▶ AUFGABENZIEL 1:
Gib den Abschnitt der Auflistung, der mit deren erster Zeile beginnt und mit der Zeile schließt, die „Each polygon lists“ enthält, einschließlich beider Grenzzeilen unverändert wieder.

▶ AUSGEWÄHLTER TEXTAUSZUG:
________________________________________
Titel Logo
Informations- und Amtsblatt des LK Anhalt-Bitterfeld
Ausgabe 14/2023
Die Landkreisverwaltung informiert
Zurück zur vorigen Seite
Zurück zur ersten Seite der aktuellen Ausgabe

Kaffeerösterei Hannemann erhält ihren dritten „Kulinarischen Stern“

Den dritten „Kulinarischen Stern Sachsen-Anhalt“ erhält die Kaffeerösterei Hannemann von Robert Faßhauer (li.) überreicht. Darüber freuen sich Antje Fuchs, Torsten Vogel und Andy Grabner.

Der besondere, prämierte Kaffee

Antje Fuchs demonstriert das Kaffeerösten.

Landrat Andy Grabner (r.) ist stolz auf die innovativen Ideen des Unternehmens und brachte neben einer Urkunde Erdbeeren von Bauer Feuerborn für alle Mitarbeiter mit.
________________________________________
▶ EINGABEDATEN:

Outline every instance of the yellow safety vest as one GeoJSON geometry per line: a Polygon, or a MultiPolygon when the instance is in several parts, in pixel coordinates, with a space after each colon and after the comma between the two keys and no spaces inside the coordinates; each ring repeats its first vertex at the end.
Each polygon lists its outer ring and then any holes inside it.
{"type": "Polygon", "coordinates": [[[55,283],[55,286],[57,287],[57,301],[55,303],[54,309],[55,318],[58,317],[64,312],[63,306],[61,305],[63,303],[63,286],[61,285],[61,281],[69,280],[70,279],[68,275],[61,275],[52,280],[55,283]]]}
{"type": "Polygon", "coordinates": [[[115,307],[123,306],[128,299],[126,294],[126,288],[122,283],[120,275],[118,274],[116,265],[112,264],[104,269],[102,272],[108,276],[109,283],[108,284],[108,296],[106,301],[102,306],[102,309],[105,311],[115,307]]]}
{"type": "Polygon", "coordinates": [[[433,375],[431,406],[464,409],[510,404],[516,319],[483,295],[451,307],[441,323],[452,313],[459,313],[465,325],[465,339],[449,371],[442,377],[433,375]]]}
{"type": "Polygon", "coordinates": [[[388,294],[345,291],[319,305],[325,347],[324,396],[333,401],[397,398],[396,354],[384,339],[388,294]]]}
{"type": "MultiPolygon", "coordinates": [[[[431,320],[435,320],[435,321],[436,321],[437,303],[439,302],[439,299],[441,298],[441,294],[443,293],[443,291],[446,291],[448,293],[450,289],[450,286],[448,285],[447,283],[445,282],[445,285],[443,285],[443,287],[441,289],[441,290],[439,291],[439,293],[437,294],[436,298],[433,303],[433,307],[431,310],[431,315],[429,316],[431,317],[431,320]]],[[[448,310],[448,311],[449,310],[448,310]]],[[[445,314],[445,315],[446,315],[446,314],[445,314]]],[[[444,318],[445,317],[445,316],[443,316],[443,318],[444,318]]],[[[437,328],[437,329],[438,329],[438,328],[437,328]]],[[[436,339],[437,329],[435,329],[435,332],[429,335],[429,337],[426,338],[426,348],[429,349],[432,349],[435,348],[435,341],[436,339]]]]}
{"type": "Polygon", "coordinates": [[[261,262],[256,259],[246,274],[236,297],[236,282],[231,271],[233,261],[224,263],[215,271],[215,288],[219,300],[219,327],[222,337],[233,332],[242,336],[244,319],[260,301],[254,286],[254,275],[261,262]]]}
________________________________________
▶ AUFGABENZIEL 2:
Schreibe aus dem Beitrag über die Kaffeerösterei den Abschnitt, der mit den Worten „Den dritten „Kulinarischen“ beginnt und mit „alle Mitarbeiter mit.“ endet, wortgetreu ab.

▶ ANTWORT 1:
Outline every instance of the yellow safety vest as one GeoJSON geometry per line: a Polygon, or a MultiPolygon when the instance is in several parts, in pixel coordinates, with a space after each colon and after the comma between the two keys and no spaces inside the coordinates; each ring repeats its first vertex at the end.
Each polygon lists its outer ring and then any holes inside it.

▶ ANTWORT 2:
Den dritten „Kulinarischen Stern Sachsen-Anhalt“ erhält die Kaffeerösterei Hannemann von Robert Faßhauer (li.) überreicht. Darüber freuen sich Antje Fuchs, Torsten Vogel und Andy Grabner.

Der besondere, prämierte Kaffee

Antje Fuchs demonstriert das Kaffeerösten.

Landrat Andy Grabner (r.) ist stolz auf die innovativen Ideen des Unternehmens und brachte neben einer Urkunde Erdbeeren von Bauer Feuerborn für alle Mitarbeiter mit.